Retype the whole listing, please, keeping every line exact and dropping the pictures.

#### Exercise material

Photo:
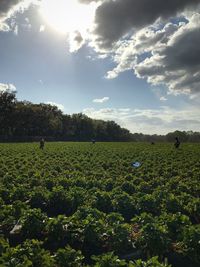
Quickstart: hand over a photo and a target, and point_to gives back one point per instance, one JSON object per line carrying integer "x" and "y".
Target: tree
{"x": 7, "y": 107}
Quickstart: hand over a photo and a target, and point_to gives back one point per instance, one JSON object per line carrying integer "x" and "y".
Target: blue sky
{"x": 142, "y": 76}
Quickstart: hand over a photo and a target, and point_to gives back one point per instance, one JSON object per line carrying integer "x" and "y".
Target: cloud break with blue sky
{"x": 136, "y": 62}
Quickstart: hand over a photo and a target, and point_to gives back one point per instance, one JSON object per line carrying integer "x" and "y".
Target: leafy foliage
{"x": 79, "y": 204}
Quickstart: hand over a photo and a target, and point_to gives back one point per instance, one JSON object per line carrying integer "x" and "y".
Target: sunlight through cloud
{"x": 68, "y": 16}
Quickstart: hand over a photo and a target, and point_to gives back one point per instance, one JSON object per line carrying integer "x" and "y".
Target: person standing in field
{"x": 177, "y": 143}
{"x": 42, "y": 143}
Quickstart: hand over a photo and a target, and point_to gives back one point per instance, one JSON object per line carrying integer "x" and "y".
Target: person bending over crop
{"x": 42, "y": 143}
{"x": 177, "y": 143}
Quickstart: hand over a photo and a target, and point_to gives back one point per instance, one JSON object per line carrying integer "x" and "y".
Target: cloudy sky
{"x": 133, "y": 61}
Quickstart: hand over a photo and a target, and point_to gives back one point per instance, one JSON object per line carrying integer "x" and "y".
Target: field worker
{"x": 42, "y": 143}
{"x": 177, "y": 143}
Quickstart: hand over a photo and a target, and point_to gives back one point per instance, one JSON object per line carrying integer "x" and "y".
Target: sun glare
{"x": 67, "y": 16}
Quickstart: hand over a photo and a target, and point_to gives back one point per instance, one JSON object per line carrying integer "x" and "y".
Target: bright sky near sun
{"x": 133, "y": 61}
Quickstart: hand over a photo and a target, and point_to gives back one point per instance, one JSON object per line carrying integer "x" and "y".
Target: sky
{"x": 136, "y": 62}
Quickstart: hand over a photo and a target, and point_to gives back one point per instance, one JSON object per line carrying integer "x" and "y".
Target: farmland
{"x": 78, "y": 204}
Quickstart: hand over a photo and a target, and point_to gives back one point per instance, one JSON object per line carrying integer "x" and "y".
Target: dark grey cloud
{"x": 116, "y": 18}
{"x": 176, "y": 63}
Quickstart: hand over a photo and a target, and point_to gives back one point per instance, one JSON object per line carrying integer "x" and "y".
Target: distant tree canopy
{"x": 25, "y": 121}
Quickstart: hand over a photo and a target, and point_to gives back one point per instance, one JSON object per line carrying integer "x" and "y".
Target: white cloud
{"x": 59, "y": 106}
{"x": 163, "y": 98}
{"x": 8, "y": 9}
{"x": 150, "y": 121}
{"x": 101, "y": 100}
{"x": 42, "y": 28}
{"x": 7, "y": 87}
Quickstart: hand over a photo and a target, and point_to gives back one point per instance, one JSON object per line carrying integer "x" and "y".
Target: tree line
{"x": 25, "y": 121}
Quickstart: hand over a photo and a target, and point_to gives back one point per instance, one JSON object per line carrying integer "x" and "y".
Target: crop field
{"x": 83, "y": 204}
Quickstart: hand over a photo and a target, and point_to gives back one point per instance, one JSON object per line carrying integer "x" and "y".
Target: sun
{"x": 67, "y": 16}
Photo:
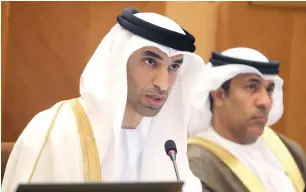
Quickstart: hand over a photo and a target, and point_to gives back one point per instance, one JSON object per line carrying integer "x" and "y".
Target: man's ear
{"x": 218, "y": 97}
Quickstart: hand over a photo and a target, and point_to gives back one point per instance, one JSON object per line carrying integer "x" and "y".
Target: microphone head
{"x": 170, "y": 146}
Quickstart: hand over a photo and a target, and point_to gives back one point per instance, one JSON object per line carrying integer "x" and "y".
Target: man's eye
{"x": 251, "y": 87}
{"x": 174, "y": 67}
{"x": 150, "y": 61}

########

In response:
Photo:
Quickstart: hand over a photo and a target, and point_to gives back one point per instance, one JSON object per line carrying integer "x" and "y".
Target: tree
{"x": 7, "y": 107}
Quickstart: hand over a photo and a target, and point_to gives back one point per instance, one JSON object per line carrying integer "x" and "y".
Target: blue sky
{"x": 142, "y": 76}
Quickstart: hand over a photo and a target, and point_to gives back one point per instance, one JSON object per line carrying integer "x" and "y".
Target: cloud break with blue sky
{"x": 136, "y": 62}
Quickstart: hand over a photo and a target, and point_to gives back one point per instance, one JSON object per line carrying integer "x" and "y".
Target: leafy foliage
{"x": 79, "y": 204}
Quickstart: hand over a photo and a target, and point_to gives back one point per instance, one JSON object per line carrying integer "x" and "y".
Target: sunlight through cloud
{"x": 68, "y": 16}
Quickstart: hand over a photo and a target, and point_to gives back one point per instance, one JSON object per line carrying integer "x" and "y".
Target: person standing in field
{"x": 177, "y": 143}
{"x": 42, "y": 143}
Quickstart: hand over a photo and a target, and point_to gives back one point per instance, one JSON object per line carrying integer "x" and "y".
Target: person bending over crop
{"x": 42, "y": 143}
{"x": 177, "y": 143}
Quickstart: hand over a photo and a target, and point_to gives back one point per instance, one JSON object per line carrying integer "x" and "y".
Target: cloudy sky
{"x": 133, "y": 61}
Quickstart: hand over a photo and a target, and point_to gives back one point per instance, one JSON object per line carrying integer "x" and "y".
Target: field worker
{"x": 42, "y": 143}
{"x": 177, "y": 143}
Quickstart: hand over a photo and a target, and point_to gives back one point per instance, one JSON object per line carrying integer "x" and "y".
Target: sun glare
{"x": 67, "y": 16}
Quickstart: hand over a photo and a target, and point_to gives back one point per instance, one JSON object per line carrying integer "x" and "y".
Target: bright sky near sun
{"x": 133, "y": 61}
Quickstart: hand over a photo and a target, and point_to gives back one point per instance, one JSON object per line carrying integer "x" and "y".
Target: sky
{"x": 136, "y": 62}
Quickstart: hand over a photo and a target, and point_to gives back one point per instance, one JSON object per line carrying integer "x" and "y".
Target: farmland
{"x": 78, "y": 204}
Quickstart: hand over a photo and a target, and point_to gives back one point per instance, one JSON object per line carrying integer "x" and "y".
Target: dark grey cloud
{"x": 116, "y": 18}
{"x": 176, "y": 63}
Quickstart: hand over a photo and a target, and point_to gives back one point per instance, one JSON object per line carrying integer "x" and "y".
Target: distant tree canopy
{"x": 25, "y": 121}
Quickstart: hand over a photo and a target, and point_to gives back one point per instance, one JSON object per line carrying integer "x" and "y".
Target: white cloud
{"x": 59, "y": 106}
{"x": 163, "y": 98}
{"x": 8, "y": 9}
{"x": 150, "y": 121}
{"x": 101, "y": 100}
{"x": 42, "y": 28}
{"x": 7, "y": 87}
Quickstart: hand over a photo and a target, and point_to gives back one point per instance, one JSON object per line carrying integer "x" and "y".
Target: tree line
{"x": 25, "y": 121}
Quickstart: hand over a photo and a target, and point_to gives back one point per instance, one JSON object per line carrying integer "x" and "y".
Target: crop field
{"x": 83, "y": 204}
Quickstart: hand over a photo and a target, and point_to gives back one point per instance, one JSON object per line carrying integer "x" and "y".
Target: sun
{"x": 67, "y": 16}
Photo:
Quickstart: hand over a photo and a target, and point_to gives back one point per instance, one JSON object per line carrying integer "x" and "y".
Target: man's ear
{"x": 218, "y": 97}
Quickstart: hand over a photo and a target, and point_to gives back one point per instance, one JSON object per line carrying integer "x" and "y".
Target: microphone head
{"x": 170, "y": 146}
Quickstart: hand over a photo and a target, and point_to gives back one point per instance, one JSON object per line carrying integer "x" and "y".
Target: man's eye
{"x": 251, "y": 87}
{"x": 174, "y": 67}
{"x": 150, "y": 61}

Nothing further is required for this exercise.